# [Required work]
Only the lines from the one containing "of the blue" through the end of the data below should be copied, each exactly as written and with both ends kept.
┏━━
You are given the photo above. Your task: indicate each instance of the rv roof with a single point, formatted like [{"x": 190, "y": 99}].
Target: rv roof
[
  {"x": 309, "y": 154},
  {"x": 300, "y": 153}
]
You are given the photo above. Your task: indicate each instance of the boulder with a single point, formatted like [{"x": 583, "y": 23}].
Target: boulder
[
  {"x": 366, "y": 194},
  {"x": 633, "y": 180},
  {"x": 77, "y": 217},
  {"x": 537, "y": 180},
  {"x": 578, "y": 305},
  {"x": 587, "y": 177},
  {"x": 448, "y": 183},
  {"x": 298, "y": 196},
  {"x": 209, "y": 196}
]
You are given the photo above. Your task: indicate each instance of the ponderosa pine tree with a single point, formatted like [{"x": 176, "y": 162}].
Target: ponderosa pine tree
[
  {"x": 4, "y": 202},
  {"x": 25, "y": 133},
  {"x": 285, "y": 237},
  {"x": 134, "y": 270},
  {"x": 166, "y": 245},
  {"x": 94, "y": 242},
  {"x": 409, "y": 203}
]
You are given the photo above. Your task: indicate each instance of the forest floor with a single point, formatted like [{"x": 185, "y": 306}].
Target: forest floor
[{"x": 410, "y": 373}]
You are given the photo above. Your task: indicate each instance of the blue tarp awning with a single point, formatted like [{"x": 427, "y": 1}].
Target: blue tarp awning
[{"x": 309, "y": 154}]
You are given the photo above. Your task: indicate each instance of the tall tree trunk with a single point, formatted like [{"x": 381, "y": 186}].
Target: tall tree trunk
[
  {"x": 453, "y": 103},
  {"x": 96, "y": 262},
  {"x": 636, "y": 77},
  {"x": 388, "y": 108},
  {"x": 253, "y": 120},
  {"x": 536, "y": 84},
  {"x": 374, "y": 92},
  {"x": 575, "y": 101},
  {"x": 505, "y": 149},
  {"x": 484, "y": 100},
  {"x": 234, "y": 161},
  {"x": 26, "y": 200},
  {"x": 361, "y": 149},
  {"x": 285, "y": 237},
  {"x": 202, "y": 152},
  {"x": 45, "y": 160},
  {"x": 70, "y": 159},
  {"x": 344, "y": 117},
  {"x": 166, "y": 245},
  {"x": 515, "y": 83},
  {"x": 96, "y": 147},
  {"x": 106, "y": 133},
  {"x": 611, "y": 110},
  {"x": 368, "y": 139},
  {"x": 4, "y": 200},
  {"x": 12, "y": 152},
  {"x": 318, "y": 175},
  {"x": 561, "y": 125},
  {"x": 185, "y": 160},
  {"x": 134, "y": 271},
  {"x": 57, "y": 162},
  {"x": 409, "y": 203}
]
┗━━
# [Right answer]
You are given the photo above. Your task: indicate each instance of the blue tarp awning with a single point, formatted like [{"x": 427, "y": 1}].
Target: blue tarp awning
[{"x": 309, "y": 154}]
You are given the photo above. Your task: indicate each instance of the tall tree trunk with a single point, formatted like [{"x": 381, "y": 186}].
Target: tall tree trunk
[
  {"x": 453, "y": 103},
  {"x": 96, "y": 262},
  {"x": 636, "y": 77},
  {"x": 388, "y": 108},
  {"x": 253, "y": 120},
  {"x": 536, "y": 84},
  {"x": 374, "y": 92},
  {"x": 575, "y": 101},
  {"x": 505, "y": 149},
  {"x": 484, "y": 100},
  {"x": 234, "y": 161},
  {"x": 26, "y": 200},
  {"x": 361, "y": 149},
  {"x": 285, "y": 237},
  {"x": 202, "y": 152},
  {"x": 45, "y": 160},
  {"x": 70, "y": 159},
  {"x": 344, "y": 117},
  {"x": 166, "y": 245},
  {"x": 515, "y": 83},
  {"x": 96, "y": 147},
  {"x": 106, "y": 133},
  {"x": 611, "y": 110},
  {"x": 368, "y": 139},
  {"x": 4, "y": 200},
  {"x": 12, "y": 152},
  {"x": 318, "y": 175},
  {"x": 561, "y": 125},
  {"x": 185, "y": 160},
  {"x": 134, "y": 271},
  {"x": 57, "y": 162},
  {"x": 409, "y": 203}
]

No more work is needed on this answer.